(Image-grounded pointing data)
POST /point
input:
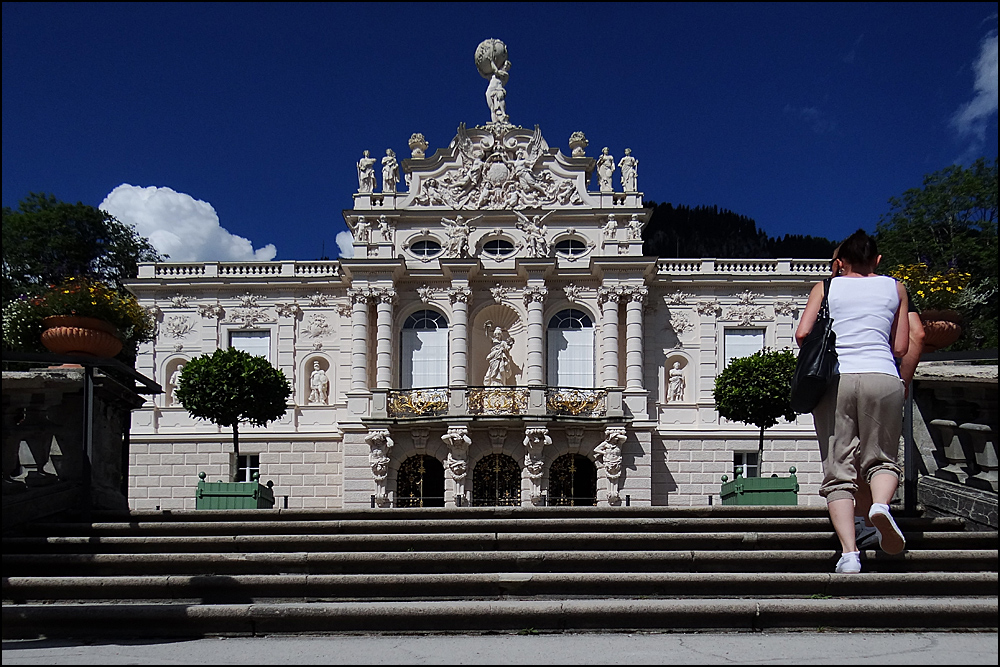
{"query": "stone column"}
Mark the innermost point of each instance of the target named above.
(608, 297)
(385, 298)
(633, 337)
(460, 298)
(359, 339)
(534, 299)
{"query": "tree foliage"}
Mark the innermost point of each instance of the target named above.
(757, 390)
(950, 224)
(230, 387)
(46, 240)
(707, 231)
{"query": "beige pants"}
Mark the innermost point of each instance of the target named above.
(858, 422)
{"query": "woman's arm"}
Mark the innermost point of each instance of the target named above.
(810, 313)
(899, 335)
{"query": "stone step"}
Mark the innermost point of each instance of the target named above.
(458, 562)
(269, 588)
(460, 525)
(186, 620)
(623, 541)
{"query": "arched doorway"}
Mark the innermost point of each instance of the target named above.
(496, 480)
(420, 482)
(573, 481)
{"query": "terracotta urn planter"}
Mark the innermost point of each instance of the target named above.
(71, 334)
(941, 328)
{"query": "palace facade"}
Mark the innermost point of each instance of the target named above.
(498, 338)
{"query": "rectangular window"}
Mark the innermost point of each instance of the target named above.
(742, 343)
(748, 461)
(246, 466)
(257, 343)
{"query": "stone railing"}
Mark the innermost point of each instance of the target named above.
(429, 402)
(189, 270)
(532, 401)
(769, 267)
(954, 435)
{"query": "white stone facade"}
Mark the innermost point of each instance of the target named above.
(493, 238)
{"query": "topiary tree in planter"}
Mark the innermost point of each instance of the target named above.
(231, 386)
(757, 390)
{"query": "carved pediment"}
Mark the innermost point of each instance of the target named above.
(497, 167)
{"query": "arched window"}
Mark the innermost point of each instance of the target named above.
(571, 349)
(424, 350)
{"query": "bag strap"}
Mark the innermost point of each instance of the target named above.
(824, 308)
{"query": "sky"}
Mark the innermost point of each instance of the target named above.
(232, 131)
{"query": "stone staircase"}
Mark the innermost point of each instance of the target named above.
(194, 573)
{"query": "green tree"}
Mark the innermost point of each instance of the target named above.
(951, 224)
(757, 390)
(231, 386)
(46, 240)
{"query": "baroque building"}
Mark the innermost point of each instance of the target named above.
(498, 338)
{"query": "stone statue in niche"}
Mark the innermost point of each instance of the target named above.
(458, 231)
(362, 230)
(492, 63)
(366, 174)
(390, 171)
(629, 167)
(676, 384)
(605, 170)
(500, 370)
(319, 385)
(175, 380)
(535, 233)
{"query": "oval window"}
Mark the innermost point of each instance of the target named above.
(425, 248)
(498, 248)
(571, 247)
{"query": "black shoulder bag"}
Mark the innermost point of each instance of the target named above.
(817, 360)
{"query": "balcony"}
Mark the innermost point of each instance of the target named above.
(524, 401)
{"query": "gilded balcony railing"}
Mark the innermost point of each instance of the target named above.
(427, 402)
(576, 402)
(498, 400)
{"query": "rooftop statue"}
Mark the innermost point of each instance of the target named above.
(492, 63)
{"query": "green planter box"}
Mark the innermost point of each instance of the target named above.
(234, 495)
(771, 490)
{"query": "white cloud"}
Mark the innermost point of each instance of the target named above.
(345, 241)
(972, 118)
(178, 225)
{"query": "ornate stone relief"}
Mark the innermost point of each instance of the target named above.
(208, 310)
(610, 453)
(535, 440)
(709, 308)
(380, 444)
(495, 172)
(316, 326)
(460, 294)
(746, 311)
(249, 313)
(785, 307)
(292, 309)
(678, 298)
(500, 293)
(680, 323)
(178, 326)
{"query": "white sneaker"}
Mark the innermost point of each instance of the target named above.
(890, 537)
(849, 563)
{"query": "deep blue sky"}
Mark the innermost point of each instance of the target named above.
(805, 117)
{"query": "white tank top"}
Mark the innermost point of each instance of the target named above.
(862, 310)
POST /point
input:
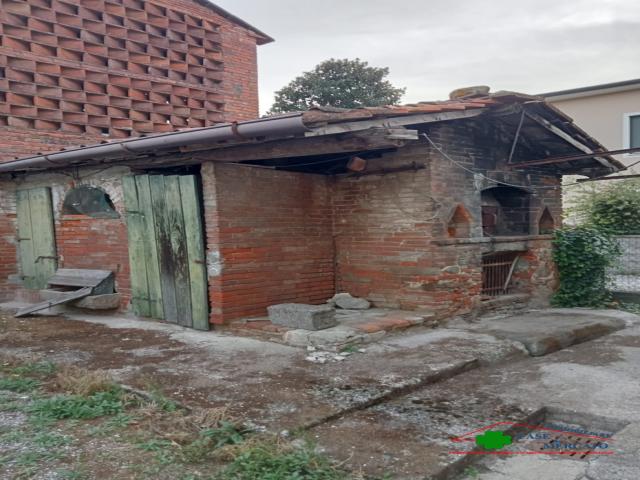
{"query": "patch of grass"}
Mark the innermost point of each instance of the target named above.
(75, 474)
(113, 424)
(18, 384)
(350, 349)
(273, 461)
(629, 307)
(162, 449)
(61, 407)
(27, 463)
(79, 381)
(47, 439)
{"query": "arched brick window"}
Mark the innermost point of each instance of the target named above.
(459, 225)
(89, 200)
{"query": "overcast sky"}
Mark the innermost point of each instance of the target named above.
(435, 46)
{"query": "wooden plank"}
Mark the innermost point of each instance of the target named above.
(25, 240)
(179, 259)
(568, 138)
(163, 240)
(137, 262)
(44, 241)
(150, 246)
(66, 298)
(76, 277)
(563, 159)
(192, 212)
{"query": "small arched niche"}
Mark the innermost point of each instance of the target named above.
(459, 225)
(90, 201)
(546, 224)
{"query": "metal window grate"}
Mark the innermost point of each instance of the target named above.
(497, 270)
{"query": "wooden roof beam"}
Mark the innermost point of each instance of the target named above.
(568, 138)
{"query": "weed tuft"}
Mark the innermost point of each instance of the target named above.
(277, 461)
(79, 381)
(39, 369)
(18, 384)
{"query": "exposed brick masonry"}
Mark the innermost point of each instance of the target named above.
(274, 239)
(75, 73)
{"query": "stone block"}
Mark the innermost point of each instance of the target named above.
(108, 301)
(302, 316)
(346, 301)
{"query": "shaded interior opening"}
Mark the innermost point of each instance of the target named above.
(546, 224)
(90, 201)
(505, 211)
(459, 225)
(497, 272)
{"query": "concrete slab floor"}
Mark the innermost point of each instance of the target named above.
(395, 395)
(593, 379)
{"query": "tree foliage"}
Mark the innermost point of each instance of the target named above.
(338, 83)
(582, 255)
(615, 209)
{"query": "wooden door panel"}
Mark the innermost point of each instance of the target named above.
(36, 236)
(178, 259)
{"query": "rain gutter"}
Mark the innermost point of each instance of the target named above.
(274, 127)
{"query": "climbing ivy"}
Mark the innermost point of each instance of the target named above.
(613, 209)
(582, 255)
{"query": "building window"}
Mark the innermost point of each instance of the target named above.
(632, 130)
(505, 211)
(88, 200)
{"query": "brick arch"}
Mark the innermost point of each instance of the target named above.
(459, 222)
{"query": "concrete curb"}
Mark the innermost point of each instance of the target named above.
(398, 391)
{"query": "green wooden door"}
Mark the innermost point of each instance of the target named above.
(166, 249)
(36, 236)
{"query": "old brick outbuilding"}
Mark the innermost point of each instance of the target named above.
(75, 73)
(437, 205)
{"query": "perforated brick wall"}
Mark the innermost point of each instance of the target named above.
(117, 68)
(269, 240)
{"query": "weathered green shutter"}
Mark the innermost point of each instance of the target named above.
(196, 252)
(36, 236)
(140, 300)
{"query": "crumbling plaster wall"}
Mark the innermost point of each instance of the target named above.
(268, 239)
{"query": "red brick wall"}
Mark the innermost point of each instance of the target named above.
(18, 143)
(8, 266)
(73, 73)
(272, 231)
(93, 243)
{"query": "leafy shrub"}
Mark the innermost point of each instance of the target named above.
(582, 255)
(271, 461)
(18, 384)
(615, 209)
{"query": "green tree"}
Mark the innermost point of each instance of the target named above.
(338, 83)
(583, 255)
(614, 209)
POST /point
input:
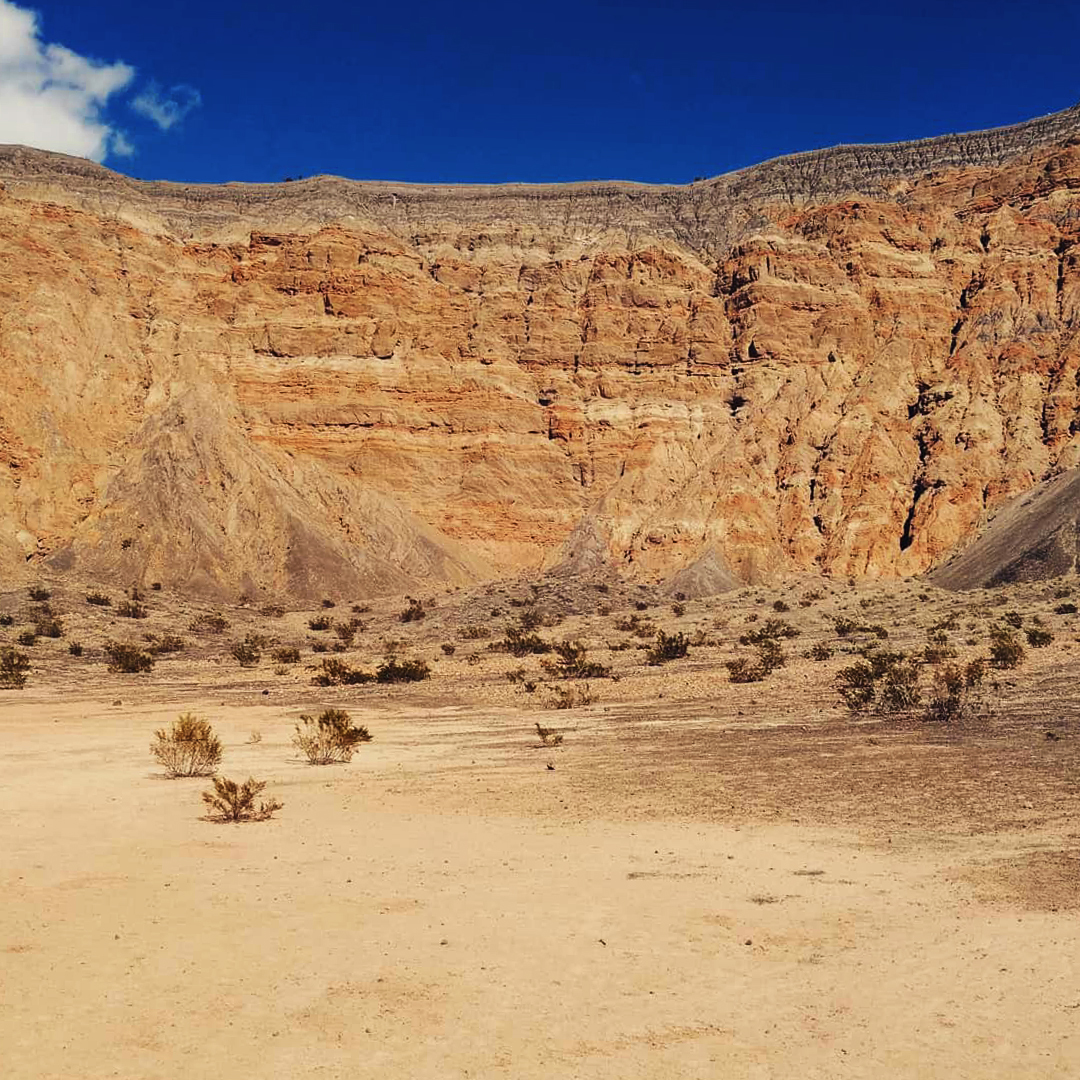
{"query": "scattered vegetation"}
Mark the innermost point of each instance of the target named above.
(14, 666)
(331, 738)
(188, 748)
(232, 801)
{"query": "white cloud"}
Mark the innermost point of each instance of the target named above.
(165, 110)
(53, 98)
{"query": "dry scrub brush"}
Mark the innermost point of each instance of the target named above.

▶ **What is being asked**
The copy must include every record exactly and none of the pictures.

▶ **Task output**
POST /point
input:
{"query": "stone column"}
Mark the innermost point of each instance of the target named above.
(608, 297)
(385, 298)
(633, 337)
(460, 298)
(359, 339)
(534, 299)
{"query": "tree foliage"}
Mark the innermost point of each instance of the target named above.
(757, 390)
(950, 224)
(230, 387)
(46, 240)
(707, 231)
{"query": "beige pants"}
Mark the innermost point of each instance of the target named above.
(858, 422)
{"query": "woman's arm"}
Mark the innermost point of each instance of the target named above.
(810, 313)
(899, 335)
{"query": "stone step"}
Mark the innermost point of each instance of the target named above.
(458, 562)
(269, 588)
(460, 525)
(186, 620)
(623, 541)
{"query": "arched doorway"}
Mark the innermost point of each instance of the target named above.
(496, 480)
(420, 482)
(573, 481)
{"query": "terracotta urn planter"}
Mark the innermost point of each instance of the target named above.
(71, 334)
(941, 328)
{"query": "palace facade"}
Mark the innermost point of each instance of the target named above.
(498, 338)
{"query": "rectangular window"}
Mark the innermost point of each instance of the target named above.
(742, 343)
(748, 461)
(246, 466)
(257, 343)
{"query": "stone railing"}
Mark the innermost point of each instance of the target named above.
(429, 402)
(189, 270)
(532, 401)
(769, 267)
(954, 435)
{"query": "white stone facade"}
Mark the innermost point of each instance of the target named above.
(493, 238)
{"query": "topiary tree in planter"}
Mark the innermost point of each instance of the target named above.
(231, 386)
(757, 390)
{"query": "carved pediment"}
Mark the innermost point of each instance of the target named above.
(497, 167)
{"query": "arched window"}
Mark the innermost point of each instance of the target named above.
(571, 349)
(424, 350)
{"query": "bag strap"}
Mark the innermost point of each instance of the target named above.
(824, 308)
{"query": "sky"}
Mark the innermost point of each instance of the target named above.
(232, 131)
{"query": "stone staircase"}
Mark the innermost point of each instance of the target named above.
(194, 573)
{"query": "green tree"}
Mark the innermost point of each instance of the target named above.
(951, 224)
(757, 390)
(231, 386)
(46, 240)
{"query": "baroque building"}
Mark the innermost point of each instance of the target named above.
(498, 338)
{"query": "stone statue in niche"}
Mark the innermost point of each instance of the target named above.
(458, 231)
(362, 230)
(492, 63)
(366, 174)
(390, 171)
(629, 167)
(676, 384)
(605, 170)
(500, 370)
(319, 385)
(175, 380)
(535, 233)
{"query": "oval window"}
Mark the innermost point of each instance of the target named above.
(425, 248)
(498, 248)
(571, 247)
{"query": "black shoulder bag"}
Mark the innermost point of each instance of the target named above.
(817, 360)
{"query": "balcony"}
Mark the innermost point of each instance of the target named above.
(524, 401)
{"query": "gilded balcony railing"}
Mark the innermost point of each instance of the target named above.
(427, 402)
(576, 402)
(498, 400)
{"query": "rooftop statue"}
Mark the innermost point of each instance of the target named above.
(492, 63)
{"query": "green planter box"}
Mark the innermost point of each instance of the target named above.
(234, 495)
(771, 490)
{"query": "white cloud"}
Mark the innermost point of each instance of the target named above.
(345, 241)
(972, 118)
(178, 225)
{"query": "ornate stone relief"}
Mark the innermost point of each instance of the target named above.
(208, 310)
(610, 453)
(535, 440)
(709, 308)
(380, 444)
(495, 172)
(316, 326)
(460, 294)
(746, 311)
(249, 313)
(785, 307)
(292, 309)
(678, 298)
(500, 293)
(680, 323)
(178, 326)
{"query": "white sneaker"}
Mark the innermost point of each instance of the target named above.
(890, 537)
(849, 563)
{"query": "deep blue sky"}
Mark the innermost point of each instance of the target named above.
(805, 117)
{"query": "white tank top"}
Mark the innermost point of each instance of the target named above.
(862, 310)
POST /point
input:
{"query": "patch of grass"}
Mark the innermost point of each instance of the target named above.
(75, 474)
(113, 424)
(18, 384)
(350, 349)
(273, 461)
(629, 307)
(162, 449)
(61, 407)
(27, 463)
(79, 381)
(47, 439)
{"query": "arched brick window"}
Mark the innermost point of each instance of the target named above.
(459, 225)
(89, 200)
{"query": "overcast sky"}
Mark the innermost point of each instance of the target named above.
(435, 46)
{"query": "wooden plank"}
Mark the innermost point of each instance of the target named above.
(25, 240)
(179, 259)
(568, 138)
(163, 240)
(137, 262)
(44, 241)
(150, 246)
(66, 298)
(76, 277)
(563, 159)
(192, 212)
{"query": "small arched niche"}
Mark the innermost point of each instance of the target named above.
(459, 225)
(90, 201)
(546, 224)
{"query": "metal window grate"}
Mark the innermost point of each instance of the target named above.
(497, 270)
{"query": "wooden roof beam"}
Mark the innermost point of each instance of the target named above.
(568, 138)
{"query": "weed tuft"}
Mark the innermost point of each instance of the target named above.
(277, 461)
(79, 381)
(39, 369)
(18, 384)
{"query": "exposed brick masonry"}
Mark the innermost point of each instance of the target named above.
(274, 239)
(75, 73)
{"query": "stone block"}
Mark the innermost point of each instance of the target named above.
(108, 301)
(302, 316)
(346, 301)
{"query": "shaded interior opening"}
Mark the innermost point of each instance of the target named above.
(546, 224)
(90, 201)
(505, 211)
(459, 225)
(497, 272)
{"query": "concrete slab floor"}
Mark the innermost point of each instance of the target named above.
(395, 395)
(593, 379)
{"query": "tree foliage"}
Mark the innermost point of each instance of the target named above.
(338, 83)
(582, 255)
(615, 209)
{"query": "wooden door panel"}
Mark the innermost point of each instance of the target named above.
(36, 236)
(178, 259)
{"query": "rain gutter"}
Mark the innermost point of each instance of the target named above.
(274, 127)
{"query": "climbing ivy"}
Mark the innermost point of each instance of the target named above.
(613, 209)
(582, 255)
{"query": "building window"}
Mark the innermost point of each instance of the target named above.
(632, 130)
(505, 211)
(88, 200)
{"query": "brick arch"}
Mark the innermost point of each instance of the target named above.
(459, 222)
{"query": "concrete curb"}
Mark the innermost point of each instance of the target named above.
(398, 391)
{"query": "green wooden door"}
Mark the innermost point of each instance of the target named above.
(166, 249)
(36, 236)
{"query": "old brick outbuilding"}
Mark the innermost point of each instance of the target named above.
(75, 73)
(437, 205)
{"query": "perforated brick wall"}
Mark the innermost point of each instance of the target named above.
(117, 68)
(269, 240)
{"query": "weathered green shutter"}
Mark the innermost point of each instance of the target named above.
(196, 252)
(36, 236)
(140, 300)
{"query": "crumbling plaster wall"}
Mark the innermost point of each instance of the target named above.
(268, 239)
{"query": "red brick wall"}
Mark the innermost point of each instance of the target named above.
(18, 143)
(8, 266)
(73, 73)
(272, 231)
(93, 243)
{"query": "leafy shrub"}
Mark the innermost point of each instance of the target named above.
(582, 255)
(271, 461)
(18, 384)
(615, 209)
{"query": "green tree"}
Mark the innermost point of each instance of the target named above.
(338, 83)
(583, 255)
(614, 209)
POST /point
input:
{"query": "scattered vegetation"}
Mark the innermost point of each instance of the target named above.
(14, 666)
(331, 738)
(188, 748)
(232, 801)
{"query": "white cloud"}
Mark the innermost point of each instance of the target named above.
(165, 110)
(53, 98)
{"query": "dry scrub brush"}
Mark the innermost point of each instance of the target named above.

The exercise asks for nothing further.